Evtl. lauft Tomcat schon auf einem anderen Port, denn wenn ich eine Webapplication aus NetBeans heraus starte, wird die URL http:--localhost:8084/WADREI/beanInput.jsp angezeigt.


_>>> Starting Tomcat process...
Waiting for Tomcat...
Tomcat server started.
Incrementally deploying http://localhost:8084/WADREI
Completed incremental distribution of http://localhost:8084/WADREI[url]
...ich kann das wieder g'radegebogen werden!? ;)_


----------



## tsitra (10. Aug 2012)

Willi2793 hat gesagt.:


> Dann stoppe doch mal den Glassfish bevor Du den Tomcat startest



Wie bereits oben erwähnt, ich weiß nicht wie.


----------



## Willi2793 (10. Aug 2012)

◆ ◆ ◆ ◆ ◆ ◆ ◆

AUFGABENLISTE —
1 > Kannst du aus dem Forumsauszug den Abschnitt zwischen „Incrementally deploying http://localhost:8084/WADREI“ und „tsitra (10. Aug 2012)“, beide eingeschlossen, wörtlich wiedergeben?
2 > Welche Programme zum Entwickeln oder Ausführen von Webanwendungen werden im Forumsauszug beim Namen genannt?

BEREITGESTELLTES MATERIAL —

◆ ◆ ◆ ◆ ◆ ◆ ◆

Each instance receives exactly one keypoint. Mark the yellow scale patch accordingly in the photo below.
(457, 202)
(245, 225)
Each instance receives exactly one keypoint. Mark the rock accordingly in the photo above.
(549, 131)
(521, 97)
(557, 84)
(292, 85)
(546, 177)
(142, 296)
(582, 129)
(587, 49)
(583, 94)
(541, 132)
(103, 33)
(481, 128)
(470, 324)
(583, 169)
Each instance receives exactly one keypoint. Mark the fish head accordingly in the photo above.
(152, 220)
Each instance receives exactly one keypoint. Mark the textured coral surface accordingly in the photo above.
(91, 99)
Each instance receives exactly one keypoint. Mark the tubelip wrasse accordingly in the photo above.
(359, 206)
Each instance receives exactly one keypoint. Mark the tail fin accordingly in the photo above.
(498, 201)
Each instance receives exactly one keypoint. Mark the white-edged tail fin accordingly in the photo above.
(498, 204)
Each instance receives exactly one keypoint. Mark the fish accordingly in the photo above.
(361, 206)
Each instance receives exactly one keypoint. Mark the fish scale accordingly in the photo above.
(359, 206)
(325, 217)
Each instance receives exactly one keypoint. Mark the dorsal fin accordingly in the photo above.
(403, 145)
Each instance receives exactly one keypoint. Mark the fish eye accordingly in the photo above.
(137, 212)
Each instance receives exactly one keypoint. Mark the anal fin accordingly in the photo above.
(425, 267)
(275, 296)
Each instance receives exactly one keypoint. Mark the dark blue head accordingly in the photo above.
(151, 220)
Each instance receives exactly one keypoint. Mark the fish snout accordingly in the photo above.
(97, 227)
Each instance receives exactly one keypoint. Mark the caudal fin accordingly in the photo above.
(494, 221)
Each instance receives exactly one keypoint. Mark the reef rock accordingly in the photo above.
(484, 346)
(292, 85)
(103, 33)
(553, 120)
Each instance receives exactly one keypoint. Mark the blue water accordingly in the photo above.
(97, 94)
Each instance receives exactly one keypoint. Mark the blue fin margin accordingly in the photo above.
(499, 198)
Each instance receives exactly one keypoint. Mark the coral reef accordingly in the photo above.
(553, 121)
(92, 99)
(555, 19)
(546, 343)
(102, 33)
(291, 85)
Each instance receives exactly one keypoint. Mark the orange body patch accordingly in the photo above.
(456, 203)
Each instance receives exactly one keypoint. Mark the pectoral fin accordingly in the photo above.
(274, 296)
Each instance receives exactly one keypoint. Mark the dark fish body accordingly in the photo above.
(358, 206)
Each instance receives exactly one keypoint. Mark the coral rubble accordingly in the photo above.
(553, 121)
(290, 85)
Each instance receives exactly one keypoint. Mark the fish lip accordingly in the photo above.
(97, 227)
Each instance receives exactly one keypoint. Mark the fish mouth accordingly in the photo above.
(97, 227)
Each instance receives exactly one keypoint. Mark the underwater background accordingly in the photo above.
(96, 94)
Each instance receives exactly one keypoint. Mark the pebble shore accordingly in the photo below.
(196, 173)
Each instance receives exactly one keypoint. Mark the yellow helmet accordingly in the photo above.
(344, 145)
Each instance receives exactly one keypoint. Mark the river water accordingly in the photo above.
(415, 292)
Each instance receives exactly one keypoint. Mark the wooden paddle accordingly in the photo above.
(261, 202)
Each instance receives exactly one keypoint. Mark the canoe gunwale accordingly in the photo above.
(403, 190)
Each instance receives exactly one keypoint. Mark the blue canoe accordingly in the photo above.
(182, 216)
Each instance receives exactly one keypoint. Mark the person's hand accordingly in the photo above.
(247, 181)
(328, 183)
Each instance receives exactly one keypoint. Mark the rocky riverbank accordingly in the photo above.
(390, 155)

◆ ◆ ◆ ◆ ◆ ◆ ◆

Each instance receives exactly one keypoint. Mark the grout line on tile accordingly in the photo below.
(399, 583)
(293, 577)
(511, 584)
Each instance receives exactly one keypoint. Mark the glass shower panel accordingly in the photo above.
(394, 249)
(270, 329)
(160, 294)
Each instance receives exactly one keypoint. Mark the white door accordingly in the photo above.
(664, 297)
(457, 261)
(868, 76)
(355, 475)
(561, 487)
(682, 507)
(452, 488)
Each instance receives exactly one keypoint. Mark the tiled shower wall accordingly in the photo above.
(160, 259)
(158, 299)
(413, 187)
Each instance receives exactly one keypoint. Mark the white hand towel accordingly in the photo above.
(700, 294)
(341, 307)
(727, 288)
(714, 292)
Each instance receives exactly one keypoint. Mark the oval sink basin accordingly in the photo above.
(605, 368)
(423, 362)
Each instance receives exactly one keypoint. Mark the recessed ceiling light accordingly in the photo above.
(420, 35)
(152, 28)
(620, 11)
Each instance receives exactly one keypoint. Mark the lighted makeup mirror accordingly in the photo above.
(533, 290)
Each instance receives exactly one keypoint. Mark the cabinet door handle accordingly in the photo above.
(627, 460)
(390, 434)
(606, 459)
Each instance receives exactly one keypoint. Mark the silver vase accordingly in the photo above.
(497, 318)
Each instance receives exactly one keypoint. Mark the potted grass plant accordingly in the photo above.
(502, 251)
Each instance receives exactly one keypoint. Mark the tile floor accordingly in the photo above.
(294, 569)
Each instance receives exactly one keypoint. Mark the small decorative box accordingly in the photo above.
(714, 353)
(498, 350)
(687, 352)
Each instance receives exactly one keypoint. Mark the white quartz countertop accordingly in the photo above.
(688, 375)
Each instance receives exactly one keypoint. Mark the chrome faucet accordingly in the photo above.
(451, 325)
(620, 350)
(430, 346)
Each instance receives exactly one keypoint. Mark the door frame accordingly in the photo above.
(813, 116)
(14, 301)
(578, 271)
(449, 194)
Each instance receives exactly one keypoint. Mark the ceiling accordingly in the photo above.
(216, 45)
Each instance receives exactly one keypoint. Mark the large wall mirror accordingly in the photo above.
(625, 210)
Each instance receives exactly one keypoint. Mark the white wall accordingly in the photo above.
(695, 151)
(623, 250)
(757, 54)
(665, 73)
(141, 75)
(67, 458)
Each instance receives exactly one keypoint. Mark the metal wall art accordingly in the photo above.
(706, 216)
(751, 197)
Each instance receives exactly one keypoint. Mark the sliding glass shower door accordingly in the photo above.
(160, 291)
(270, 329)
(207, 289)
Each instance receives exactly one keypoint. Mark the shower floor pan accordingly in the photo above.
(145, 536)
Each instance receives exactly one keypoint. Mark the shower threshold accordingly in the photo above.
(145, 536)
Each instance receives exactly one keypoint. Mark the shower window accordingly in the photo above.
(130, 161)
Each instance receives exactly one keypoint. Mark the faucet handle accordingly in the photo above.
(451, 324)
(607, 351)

◆ ◆ ◆ ◆ ◆ ◆ ◆

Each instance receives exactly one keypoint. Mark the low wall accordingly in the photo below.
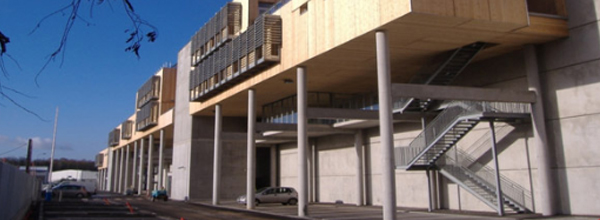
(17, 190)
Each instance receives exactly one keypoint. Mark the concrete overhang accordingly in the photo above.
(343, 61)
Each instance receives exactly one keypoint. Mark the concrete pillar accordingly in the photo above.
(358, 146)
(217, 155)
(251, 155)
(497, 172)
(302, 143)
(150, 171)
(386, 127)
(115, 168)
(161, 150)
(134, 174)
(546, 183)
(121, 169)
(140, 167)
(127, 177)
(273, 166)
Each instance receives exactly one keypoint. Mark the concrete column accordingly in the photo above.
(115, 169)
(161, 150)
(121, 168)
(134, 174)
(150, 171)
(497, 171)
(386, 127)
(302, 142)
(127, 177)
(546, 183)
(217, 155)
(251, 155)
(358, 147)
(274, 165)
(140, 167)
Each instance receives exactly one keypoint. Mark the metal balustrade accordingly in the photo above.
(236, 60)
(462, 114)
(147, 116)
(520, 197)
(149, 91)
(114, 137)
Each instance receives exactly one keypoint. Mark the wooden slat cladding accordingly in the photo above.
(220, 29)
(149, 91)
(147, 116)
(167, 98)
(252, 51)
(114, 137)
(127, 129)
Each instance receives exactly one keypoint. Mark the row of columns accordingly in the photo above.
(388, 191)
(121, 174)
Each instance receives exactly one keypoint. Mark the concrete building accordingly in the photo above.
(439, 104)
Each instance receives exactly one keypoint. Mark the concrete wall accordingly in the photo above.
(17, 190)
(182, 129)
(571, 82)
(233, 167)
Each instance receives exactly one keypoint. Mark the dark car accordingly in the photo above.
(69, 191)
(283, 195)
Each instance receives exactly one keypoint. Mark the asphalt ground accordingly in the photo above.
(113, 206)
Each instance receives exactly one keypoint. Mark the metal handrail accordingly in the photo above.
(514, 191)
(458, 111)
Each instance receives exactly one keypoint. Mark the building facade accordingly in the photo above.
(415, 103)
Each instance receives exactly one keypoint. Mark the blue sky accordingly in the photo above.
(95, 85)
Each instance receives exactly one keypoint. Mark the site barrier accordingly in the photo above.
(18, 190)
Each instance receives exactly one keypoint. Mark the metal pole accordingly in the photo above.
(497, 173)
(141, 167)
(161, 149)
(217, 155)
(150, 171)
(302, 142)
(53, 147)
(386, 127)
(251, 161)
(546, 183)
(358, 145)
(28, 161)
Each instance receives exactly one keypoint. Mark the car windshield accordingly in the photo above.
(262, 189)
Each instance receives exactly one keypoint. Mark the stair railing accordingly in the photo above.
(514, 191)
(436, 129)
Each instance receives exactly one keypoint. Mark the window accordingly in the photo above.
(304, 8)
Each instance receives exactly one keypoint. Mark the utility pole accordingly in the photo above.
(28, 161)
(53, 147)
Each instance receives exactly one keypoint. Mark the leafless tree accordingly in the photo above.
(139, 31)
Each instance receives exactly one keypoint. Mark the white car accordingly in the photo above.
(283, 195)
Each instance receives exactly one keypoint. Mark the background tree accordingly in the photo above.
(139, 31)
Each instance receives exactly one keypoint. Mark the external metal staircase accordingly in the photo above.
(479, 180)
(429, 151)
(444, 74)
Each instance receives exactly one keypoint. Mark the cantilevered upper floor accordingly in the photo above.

◆ ◆ ◆ ◆ ◆ ◆ ◆

ANTWORTEN —
1 >
Incrementally deploying http://localhost:8084/WADREI
Completed incremental distribution of http://localhost:8084/WADREI[url]
...ich kann das wieder g'radegebogen werden!? ;)_


----------



## tsitra (10. Aug 2012)

2 >
Tomcat
NetBeans
Glassfish